■ **Exercise prompt**:
What is needed is a copy of each line in the listing that contains "hair".

■ **Listed records**:
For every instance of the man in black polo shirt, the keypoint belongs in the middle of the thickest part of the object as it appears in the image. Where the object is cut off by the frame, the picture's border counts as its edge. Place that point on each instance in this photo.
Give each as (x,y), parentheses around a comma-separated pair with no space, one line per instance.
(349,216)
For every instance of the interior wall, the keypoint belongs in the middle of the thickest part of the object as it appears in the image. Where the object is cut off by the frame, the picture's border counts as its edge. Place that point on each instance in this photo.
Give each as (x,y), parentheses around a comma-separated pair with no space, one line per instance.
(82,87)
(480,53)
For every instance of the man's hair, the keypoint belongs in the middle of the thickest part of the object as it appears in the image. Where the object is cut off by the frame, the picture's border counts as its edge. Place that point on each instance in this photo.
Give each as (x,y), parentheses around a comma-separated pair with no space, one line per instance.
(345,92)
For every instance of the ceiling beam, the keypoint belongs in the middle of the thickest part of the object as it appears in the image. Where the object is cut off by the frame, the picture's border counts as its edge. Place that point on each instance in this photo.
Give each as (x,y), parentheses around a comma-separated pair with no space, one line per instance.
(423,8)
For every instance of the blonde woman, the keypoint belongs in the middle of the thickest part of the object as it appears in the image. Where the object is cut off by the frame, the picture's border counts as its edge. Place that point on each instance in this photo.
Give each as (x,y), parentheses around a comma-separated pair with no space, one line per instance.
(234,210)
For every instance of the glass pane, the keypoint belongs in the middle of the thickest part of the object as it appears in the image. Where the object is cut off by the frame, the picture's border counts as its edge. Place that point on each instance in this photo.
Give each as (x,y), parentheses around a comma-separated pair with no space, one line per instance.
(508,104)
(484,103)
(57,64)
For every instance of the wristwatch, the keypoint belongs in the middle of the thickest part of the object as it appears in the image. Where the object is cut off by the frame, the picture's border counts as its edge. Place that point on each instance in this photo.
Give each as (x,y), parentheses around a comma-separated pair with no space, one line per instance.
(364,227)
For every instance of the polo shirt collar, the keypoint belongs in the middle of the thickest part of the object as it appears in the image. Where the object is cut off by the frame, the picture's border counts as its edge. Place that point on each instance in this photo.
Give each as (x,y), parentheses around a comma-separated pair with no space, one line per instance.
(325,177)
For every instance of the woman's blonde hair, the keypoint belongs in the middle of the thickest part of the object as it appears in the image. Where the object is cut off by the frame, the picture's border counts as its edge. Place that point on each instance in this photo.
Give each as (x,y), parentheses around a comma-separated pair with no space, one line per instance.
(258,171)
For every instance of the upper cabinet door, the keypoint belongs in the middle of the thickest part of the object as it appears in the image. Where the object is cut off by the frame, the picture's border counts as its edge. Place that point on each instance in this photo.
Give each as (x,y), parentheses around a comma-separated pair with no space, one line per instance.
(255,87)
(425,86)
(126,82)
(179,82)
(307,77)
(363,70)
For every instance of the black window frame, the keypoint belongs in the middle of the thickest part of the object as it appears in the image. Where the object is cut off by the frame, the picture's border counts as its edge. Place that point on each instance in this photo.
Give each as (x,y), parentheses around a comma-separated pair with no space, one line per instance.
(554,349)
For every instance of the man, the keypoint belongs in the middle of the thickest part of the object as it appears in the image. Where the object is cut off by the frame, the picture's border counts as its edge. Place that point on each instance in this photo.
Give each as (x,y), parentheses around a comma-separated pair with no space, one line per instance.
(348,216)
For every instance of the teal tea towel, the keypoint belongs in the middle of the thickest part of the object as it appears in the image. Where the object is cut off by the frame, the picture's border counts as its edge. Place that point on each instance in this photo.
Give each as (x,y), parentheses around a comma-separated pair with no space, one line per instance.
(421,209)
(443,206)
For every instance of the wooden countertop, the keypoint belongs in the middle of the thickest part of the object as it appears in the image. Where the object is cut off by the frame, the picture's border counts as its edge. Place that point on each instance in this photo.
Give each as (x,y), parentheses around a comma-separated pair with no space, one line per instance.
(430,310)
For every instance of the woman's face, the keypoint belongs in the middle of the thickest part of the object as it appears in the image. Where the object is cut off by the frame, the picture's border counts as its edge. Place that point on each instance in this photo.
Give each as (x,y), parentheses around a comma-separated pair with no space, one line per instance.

■ **Output of the task**:
For every instance of the man's hair, the keypoint belongs in the middle of the thickest part of the object as it appears in the image. Where the object is cut off by the frame, the picture's border counts as its edge. Place that point on each instance in this photo.
For every instance of the woman's blonde hair, the keypoint belongs in the middle of the thickest part of the object as it appears in the image. Where the object is cut off by the frame, the picture's border counts as its edge. Place that point on each instance in this photo.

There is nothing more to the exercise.